What the task asks: In the listing below, from the line containing "contains man's right" through the line containing "106, 295, 287, 412", shift each bounding box coordinate by adding 150. Rewrite those lines, keeping the request line as it stands.

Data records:
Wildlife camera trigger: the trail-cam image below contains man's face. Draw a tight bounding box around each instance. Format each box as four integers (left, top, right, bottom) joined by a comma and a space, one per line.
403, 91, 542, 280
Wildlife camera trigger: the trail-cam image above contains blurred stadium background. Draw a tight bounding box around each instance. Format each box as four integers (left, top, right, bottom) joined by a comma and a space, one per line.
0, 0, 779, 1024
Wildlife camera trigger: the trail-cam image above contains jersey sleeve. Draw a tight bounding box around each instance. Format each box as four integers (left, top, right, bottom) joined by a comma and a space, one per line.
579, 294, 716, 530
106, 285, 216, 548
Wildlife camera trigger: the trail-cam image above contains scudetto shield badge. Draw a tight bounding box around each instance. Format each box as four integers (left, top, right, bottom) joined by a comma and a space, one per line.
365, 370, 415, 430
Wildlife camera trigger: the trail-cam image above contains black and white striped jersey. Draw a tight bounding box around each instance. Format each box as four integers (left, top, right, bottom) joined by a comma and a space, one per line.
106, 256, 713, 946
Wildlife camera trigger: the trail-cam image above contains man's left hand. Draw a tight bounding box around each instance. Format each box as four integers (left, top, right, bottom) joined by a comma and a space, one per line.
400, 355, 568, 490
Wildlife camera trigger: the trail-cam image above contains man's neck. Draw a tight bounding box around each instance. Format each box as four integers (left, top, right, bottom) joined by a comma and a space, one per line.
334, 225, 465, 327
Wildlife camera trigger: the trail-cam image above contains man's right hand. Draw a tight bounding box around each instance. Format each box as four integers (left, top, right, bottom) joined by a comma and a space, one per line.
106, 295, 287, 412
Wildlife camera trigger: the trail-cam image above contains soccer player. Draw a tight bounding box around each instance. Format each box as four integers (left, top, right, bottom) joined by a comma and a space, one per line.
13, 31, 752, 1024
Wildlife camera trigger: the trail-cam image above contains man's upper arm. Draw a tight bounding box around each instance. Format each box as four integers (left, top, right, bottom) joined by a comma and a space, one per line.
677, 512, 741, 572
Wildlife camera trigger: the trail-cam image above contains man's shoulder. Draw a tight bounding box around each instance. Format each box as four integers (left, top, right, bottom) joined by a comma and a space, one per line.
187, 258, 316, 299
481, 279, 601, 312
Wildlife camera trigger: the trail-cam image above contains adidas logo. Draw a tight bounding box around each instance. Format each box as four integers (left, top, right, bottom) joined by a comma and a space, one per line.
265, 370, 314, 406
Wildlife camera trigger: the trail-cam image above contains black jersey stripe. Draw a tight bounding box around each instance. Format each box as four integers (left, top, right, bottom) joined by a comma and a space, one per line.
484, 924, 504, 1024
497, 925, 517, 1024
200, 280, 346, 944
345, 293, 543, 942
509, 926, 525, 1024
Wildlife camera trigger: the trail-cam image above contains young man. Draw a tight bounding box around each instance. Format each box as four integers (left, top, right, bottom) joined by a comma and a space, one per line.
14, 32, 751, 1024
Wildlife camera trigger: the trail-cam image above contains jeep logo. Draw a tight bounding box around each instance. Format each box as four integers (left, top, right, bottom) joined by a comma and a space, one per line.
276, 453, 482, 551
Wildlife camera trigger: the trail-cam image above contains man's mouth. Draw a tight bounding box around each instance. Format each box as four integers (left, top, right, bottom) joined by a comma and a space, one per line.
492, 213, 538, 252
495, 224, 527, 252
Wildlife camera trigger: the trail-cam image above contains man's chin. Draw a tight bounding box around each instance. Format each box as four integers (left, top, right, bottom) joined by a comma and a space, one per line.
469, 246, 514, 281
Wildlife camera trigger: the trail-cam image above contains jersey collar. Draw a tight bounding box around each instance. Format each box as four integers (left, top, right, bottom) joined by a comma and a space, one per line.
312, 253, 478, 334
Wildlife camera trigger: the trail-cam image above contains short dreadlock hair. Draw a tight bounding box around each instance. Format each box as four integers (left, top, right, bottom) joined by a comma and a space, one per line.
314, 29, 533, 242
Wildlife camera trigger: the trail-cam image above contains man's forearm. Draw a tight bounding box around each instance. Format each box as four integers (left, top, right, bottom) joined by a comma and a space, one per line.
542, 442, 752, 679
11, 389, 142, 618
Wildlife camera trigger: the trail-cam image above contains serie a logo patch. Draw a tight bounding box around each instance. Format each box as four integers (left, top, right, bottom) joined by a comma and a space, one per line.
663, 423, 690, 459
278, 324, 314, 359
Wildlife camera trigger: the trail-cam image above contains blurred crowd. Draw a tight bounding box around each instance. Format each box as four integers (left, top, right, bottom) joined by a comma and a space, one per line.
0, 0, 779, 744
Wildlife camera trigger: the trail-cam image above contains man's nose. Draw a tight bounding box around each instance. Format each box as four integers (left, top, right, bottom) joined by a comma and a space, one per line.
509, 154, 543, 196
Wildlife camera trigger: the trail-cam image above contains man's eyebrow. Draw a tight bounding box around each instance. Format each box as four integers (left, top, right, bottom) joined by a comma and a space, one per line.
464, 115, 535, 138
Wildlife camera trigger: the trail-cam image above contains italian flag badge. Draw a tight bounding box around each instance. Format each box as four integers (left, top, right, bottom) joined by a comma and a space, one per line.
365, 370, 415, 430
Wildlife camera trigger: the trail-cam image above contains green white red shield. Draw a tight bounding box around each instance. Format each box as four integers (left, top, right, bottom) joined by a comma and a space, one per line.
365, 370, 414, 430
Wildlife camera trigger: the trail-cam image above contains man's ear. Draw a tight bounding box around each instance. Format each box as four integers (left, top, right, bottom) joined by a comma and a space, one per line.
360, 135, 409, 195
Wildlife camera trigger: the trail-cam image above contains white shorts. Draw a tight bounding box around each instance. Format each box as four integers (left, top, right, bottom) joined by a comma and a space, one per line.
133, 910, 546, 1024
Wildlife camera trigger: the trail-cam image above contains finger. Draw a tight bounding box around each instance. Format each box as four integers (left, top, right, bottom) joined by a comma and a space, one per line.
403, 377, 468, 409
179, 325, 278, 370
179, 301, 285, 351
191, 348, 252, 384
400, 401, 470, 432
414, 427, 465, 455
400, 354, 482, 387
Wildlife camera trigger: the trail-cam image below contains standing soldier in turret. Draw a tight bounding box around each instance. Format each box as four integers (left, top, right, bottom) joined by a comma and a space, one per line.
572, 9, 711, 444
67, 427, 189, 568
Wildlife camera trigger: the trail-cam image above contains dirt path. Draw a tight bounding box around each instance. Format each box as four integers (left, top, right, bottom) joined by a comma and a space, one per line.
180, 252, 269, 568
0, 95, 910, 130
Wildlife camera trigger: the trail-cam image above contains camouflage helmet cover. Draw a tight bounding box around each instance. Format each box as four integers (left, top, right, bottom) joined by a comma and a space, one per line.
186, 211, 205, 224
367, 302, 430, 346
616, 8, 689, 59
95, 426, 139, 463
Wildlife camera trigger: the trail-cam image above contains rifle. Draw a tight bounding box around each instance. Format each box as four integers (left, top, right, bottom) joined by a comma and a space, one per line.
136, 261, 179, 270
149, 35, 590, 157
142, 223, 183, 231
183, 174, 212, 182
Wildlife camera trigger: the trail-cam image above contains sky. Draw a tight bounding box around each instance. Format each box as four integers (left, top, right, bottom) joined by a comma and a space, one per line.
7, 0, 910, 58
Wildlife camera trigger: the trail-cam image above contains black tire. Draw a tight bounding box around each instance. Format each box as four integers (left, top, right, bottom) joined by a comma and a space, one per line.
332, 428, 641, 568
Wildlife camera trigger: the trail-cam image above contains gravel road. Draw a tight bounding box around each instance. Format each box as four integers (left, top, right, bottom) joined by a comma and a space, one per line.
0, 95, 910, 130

Finished answer:
Wildlife camera trigger: the trail-cam image above contains man's right hand. Draw a tight bounding box around each instance. Format each box as four integers (left, top, right, bottom) joined by a comma and a space, one per line.
256, 445, 437, 562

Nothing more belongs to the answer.